[EXERCISE BRIEF]:
Without including any pictures, reproduce the full listing exactly.

[SOURCE DATA]:
/---

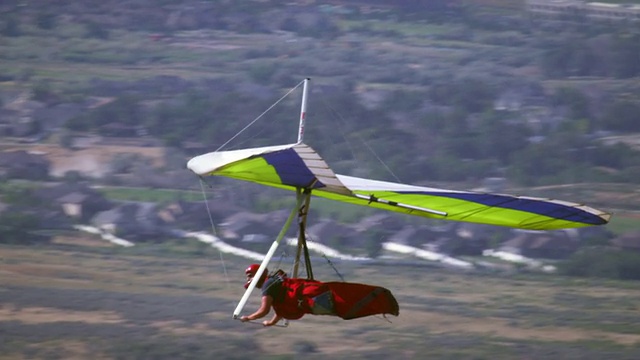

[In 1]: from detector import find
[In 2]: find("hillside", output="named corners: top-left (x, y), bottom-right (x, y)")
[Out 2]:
top-left (2, 0), bottom-right (639, 189)
top-left (2, 241), bottom-right (640, 359)
top-left (1, 0), bottom-right (639, 232)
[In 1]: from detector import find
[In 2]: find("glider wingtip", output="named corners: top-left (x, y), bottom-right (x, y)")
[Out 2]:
top-left (600, 212), bottom-right (612, 224)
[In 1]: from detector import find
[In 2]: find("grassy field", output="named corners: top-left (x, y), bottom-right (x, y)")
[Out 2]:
top-left (2, 237), bottom-right (640, 359)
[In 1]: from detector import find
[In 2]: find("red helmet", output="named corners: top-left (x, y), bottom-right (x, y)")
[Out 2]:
top-left (245, 264), bottom-right (261, 276)
top-left (244, 264), bottom-right (268, 289)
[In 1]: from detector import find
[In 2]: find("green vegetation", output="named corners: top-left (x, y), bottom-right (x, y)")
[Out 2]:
top-left (0, 212), bottom-right (41, 243)
top-left (559, 248), bottom-right (640, 281)
top-left (97, 187), bottom-right (203, 203)
top-left (339, 19), bottom-right (452, 38)
top-left (0, 182), bottom-right (41, 205)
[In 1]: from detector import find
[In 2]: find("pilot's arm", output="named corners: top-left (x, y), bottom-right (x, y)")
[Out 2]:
top-left (240, 295), bottom-right (273, 322)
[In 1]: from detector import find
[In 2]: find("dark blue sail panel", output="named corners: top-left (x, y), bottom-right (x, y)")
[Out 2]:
top-left (263, 149), bottom-right (325, 189)
top-left (401, 191), bottom-right (607, 226)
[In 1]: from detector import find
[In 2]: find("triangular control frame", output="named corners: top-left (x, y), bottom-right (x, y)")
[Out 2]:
top-left (233, 79), bottom-right (315, 319)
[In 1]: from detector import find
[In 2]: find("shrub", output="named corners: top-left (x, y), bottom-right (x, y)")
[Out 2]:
top-left (2, 17), bottom-right (20, 37)
top-left (0, 212), bottom-right (41, 244)
top-left (85, 22), bottom-right (109, 40)
top-left (558, 247), bottom-right (640, 281)
top-left (36, 12), bottom-right (57, 30)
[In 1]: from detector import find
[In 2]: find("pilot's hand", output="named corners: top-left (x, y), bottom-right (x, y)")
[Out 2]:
top-left (240, 316), bottom-right (250, 322)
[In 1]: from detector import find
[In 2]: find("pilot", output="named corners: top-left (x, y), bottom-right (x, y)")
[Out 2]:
top-left (239, 263), bottom-right (399, 326)
top-left (239, 264), bottom-right (286, 327)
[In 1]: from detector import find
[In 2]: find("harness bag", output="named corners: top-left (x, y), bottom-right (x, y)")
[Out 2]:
top-left (272, 278), bottom-right (334, 319)
top-left (271, 278), bottom-right (399, 321)
top-left (326, 282), bottom-right (399, 320)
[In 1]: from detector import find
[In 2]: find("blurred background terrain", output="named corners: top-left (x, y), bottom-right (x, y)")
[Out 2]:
top-left (1, 0), bottom-right (640, 358)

\---

[SOLUTION TO THE PROBLEM]:
[In 1]: from detector import find
[In 2]: find("hillside", output="named corners: top-left (x, y), bottom-right (x, y)")
[Out 2]:
top-left (2, 0), bottom-right (639, 189)
top-left (2, 241), bottom-right (640, 359)
top-left (1, 0), bottom-right (639, 232)
[In 1]: from detector import find
[In 2]: find("glider wingtip", output="named corners: top-left (x, y), bottom-right (x, y)")
[Out 2]:
top-left (600, 212), bottom-right (612, 224)
[In 1]: from detector import find
[In 2]: find("grassy field", output="named corners: top-left (x, y), bottom-right (x, y)")
[Out 2]:
top-left (2, 237), bottom-right (640, 359)
[In 1]: from detector import find
[In 2]: find("red helmet", output="named corners: top-left (x, y), bottom-right (x, y)")
[Out 2]:
top-left (245, 264), bottom-right (261, 276)
top-left (244, 264), bottom-right (268, 289)
[In 1]: from detector import find
[In 2]: find("green vegetation", output="named corners: top-left (x, y), bottom-right (x, y)")
[Out 2]:
top-left (0, 212), bottom-right (41, 243)
top-left (559, 248), bottom-right (640, 281)
top-left (97, 187), bottom-right (203, 203)
top-left (339, 19), bottom-right (452, 38)
top-left (0, 182), bottom-right (41, 205)
[In 1]: from detector import find
[In 2]: find("pilot's arm", output="named corners: top-left (x, y), bottom-right (x, y)")
[Out 2]:
top-left (240, 295), bottom-right (273, 322)
[In 1]: from detector import find
[In 2]: find("dark blue sail panel", output="named corners: top-left (x, y), bottom-right (x, y)")
[Out 2]:
top-left (263, 149), bottom-right (325, 189)
top-left (401, 191), bottom-right (607, 226)
[In 1]: from detector import find
[In 2]: find("triangular control frame", output="named corners: top-left (x, y), bottom-right (x, y)")
[Out 2]:
top-left (233, 79), bottom-right (315, 319)
[In 1]: from detector import find
[In 2]: find("shrub", output="named corners: top-left (x, y), bottom-right (x, y)")
[Out 2]:
top-left (2, 17), bottom-right (20, 37)
top-left (0, 212), bottom-right (41, 244)
top-left (85, 22), bottom-right (109, 40)
top-left (558, 247), bottom-right (640, 281)
top-left (36, 12), bottom-right (57, 30)
[In 1]: from detector import find
[In 2]: find("pilot's hand", output="named corners: top-left (x, y), bottom-right (x, y)")
[Out 2]:
top-left (240, 316), bottom-right (250, 322)
[In 1]: from detector import find
[In 2]: find("pilot", output="named corners: top-left (x, y), bottom-right (x, y)")
[Out 2]:
top-left (239, 263), bottom-right (399, 326)
top-left (239, 264), bottom-right (286, 327)
[In 1]: from detector import find
[In 2]: find("harness bag", output="named corners: top-left (x, y), bottom-right (x, y)")
[Out 2]:
top-left (272, 278), bottom-right (334, 319)
top-left (271, 278), bottom-right (399, 321)
top-left (326, 282), bottom-right (399, 320)
[In 1]: from detector import find
[In 2]: find("blurred background terrain", output="named corners: top-left (x, y), bottom-right (x, y)")
[Out 2]:
top-left (1, 0), bottom-right (640, 358)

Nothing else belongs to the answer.